== TO DO ==
Please print every record below exactly as written, leaving out the pictures.

Start of MATERIAL FOR THIS EXERCISE

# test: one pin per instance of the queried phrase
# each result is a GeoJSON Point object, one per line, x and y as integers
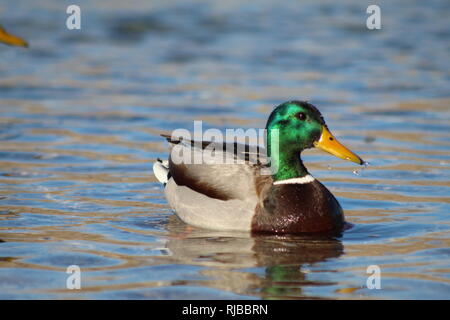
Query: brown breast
{"type": "Point", "coordinates": [297, 208]}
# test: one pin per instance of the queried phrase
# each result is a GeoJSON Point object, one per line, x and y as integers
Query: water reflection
{"type": "Point", "coordinates": [268, 266]}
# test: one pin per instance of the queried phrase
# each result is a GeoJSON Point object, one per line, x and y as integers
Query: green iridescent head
{"type": "Point", "coordinates": [299, 124]}
{"type": "Point", "coordinates": [294, 126]}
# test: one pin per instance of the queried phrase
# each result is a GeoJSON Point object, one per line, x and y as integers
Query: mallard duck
{"type": "Point", "coordinates": [10, 39]}
{"type": "Point", "coordinates": [240, 196]}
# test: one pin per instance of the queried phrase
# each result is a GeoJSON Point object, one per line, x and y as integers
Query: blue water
{"type": "Point", "coordinates": [81, 112]}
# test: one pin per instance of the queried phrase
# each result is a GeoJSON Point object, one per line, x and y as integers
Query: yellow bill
{"type": "Point", "coordinates": [328, 143]}
{"type": "Point", "coordinates": [11, 40]}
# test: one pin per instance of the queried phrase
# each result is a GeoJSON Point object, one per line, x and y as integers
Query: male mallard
{"type": "Point", "coordinates": [10, 39]}
{"type": "Point", "coordinates": [239, 197]}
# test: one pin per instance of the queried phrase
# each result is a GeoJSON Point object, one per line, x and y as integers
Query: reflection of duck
{"type": "Point", "coordinates": [231, 261]}
{"type": "Point", "coordinates": [239, 197]}
{"type": "Point", "coordinates": [10, 39]}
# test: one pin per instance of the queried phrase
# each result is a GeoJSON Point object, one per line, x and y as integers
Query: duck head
{"type": "Point", "coordinates": [293, 127]}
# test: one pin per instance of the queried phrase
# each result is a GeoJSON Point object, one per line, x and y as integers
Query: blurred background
{"type": "Point", "coordinates": [80, 117]}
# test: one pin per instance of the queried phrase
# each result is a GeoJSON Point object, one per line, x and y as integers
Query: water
{"type": "Point", "coordinates": [81, 111]}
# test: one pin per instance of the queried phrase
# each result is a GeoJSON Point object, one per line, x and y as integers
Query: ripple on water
{"type": "Point", "coordinates": [78, 136]}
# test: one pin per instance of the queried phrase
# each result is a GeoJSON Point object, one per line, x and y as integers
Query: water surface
{"type": "Point", "coordinates": [80, 117]}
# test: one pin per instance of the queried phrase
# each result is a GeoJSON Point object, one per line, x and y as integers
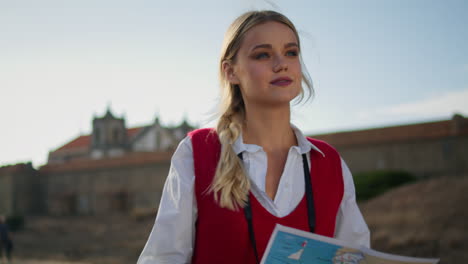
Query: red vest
{"type": "Point", "coordinates": [222, 235]}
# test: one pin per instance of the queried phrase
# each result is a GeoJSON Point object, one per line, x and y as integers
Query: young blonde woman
{"type": "Point", "coordinates": [228, 187]}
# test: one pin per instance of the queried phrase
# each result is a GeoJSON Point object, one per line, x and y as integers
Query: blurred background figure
{"type": "Point", "coordinates": [6, 244]}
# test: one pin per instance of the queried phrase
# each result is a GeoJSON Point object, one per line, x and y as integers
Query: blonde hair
{"type": "Point", "coordinates": [231, 185]}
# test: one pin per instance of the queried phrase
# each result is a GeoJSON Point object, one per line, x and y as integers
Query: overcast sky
{"type": "Point", "coordinates": [373, 63]}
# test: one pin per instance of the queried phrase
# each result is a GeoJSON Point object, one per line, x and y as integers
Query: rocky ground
{"type": "Point", "coordinates": [424, 219]}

End of MATERIAL FOR THIS EXERCISE

== RESPONSE TO THIS TASK ==
# test: one pin per instance of the queried phrase
# each result is a GeoJSON Point object, one per line, x and y as integers
Query: brown breast
{"type": "Point", "coordinates": [297, 208]}
# test: one pin per instance of the queried phrase
# each result is a GeoJSON Point object, one per line, x and y as integers
Query: water reflection
{"type": "Point", "coordinates": [268, 266]}
# test: one pin per instance of the queried phrase
# each result is a GeoJSON Point object, one per line, x and y as integers
Query: green iridescent head
{"type": "Point", "coordinates": [299, 124]}
{"type": "Point", "coordinates": [294, 126]}
# test: one pin per instance of the queried phrase
# each result is a GeoJSON Point object, one per line, x and y as integers
Query: mallard duck
{"type": "Point", "coordinates": [10, 39]}
{"type": "Point", "coordinates": [240, 196]}
# test: one pin per instance of the queried phrase
# each result is a GeoJSON Point object, one per line, x and y as integers
Query: blue water
{"type": "Point", "coordinates": [81, 112]}
# test: one pin per instance of the queried phrase
# each result is a GeoJSON Point object, one per line, x and y as integers
Query: yellow bill
{"type": "Point", "coordinates": [328, 143]}
{"type": "Point", "coordinates": [11, 40]}
# test: one pin per instance of the queried phrase
# each result is a GeoJSON Point object, one per line, x and y as integers
Query: male mallard
{"type": "Point", "coordinates": [10, 39]}
{"type": "Point", "coordinates": [239, 197]}
# test: one pin per instance of the queried phrase
# each result is a GeoJSON Point object, one per line, x and y as integers
Query: reflection of duck
{"type": "Point", "coordinates": [231, 261]}
{"type": "Point", "coordinates": [239, 197]}
{"type": "Point", "coordinates": [10, 39]}
# test: one pin per instance of the queried phrase
# each result is a GeoJSON Point object, one per line, x and y as integers
Query: duck head
{"type": "Point", "coordinates": [293, 127]}
# test: one pin per instance of the queried phrase
# each result is a GeoJSON Point object, one per line, x and y as integers
Query: blurred background
{"type": "Point", "coordinates": [80, 117]}
# test: one pin per instance of the queried phrase
# each result is a GeoJSON Point object, one per line, x and y as integers
Query: water
{"type": "Point", "coordinates": [81, 111]}
# test: one pin per instance of the queried phrase
# each result is a GeoJSON Point object, one per line, x and y as integers
Query: ripple on water
{"type": "Point", "coordinates": [78, 136]}
# test: one pin per instance of the queried phrase
# each result is a GeoJSON Point object, one per line, x and y as integers
Query: water surface
{"type": "Point", "coordinates": [80, 117]}
# test: one pin per instance of the queried phrase
# each result is a GeoJSON Point object, one per line, x and y as integers
Query: red vest
{"type": "Point", "coordinates": [222, 235]}
# test: one pin per instance of the queried phrase
# each result is a GeoJSON Point object, one per line, x and y as integers
Query: young blonde woman
{"type": "Point", "coordinates": [228, 187]}
# test: one pin per instance of the queried phrase
# each result is a GeoJSON Point object, one per line, x and y as integers
Query: blurred background figure
{"type": "Point", "coordinates": [6, 244]}
# test: one pin per instance of the queried phrase
# each result is a GeoJSON Point object, one per line, x and y as integers
Query: blonde hair
{"type": "Point", "coordinates": [231, 185]}
# test: one pin per instance of the queried phrase
# each result is a GeoJSON Point object, one per line, x and y as integers
Query: overcast sky
{"type": "Point", "coordinates": [373, 63]}
# test: one pin per instance of the queried phrase
# each result is a GeoJSON Point object, one per line, x and y as integers
Query: rocky ground
{"type": "Point", "coordinates": [424, 219]}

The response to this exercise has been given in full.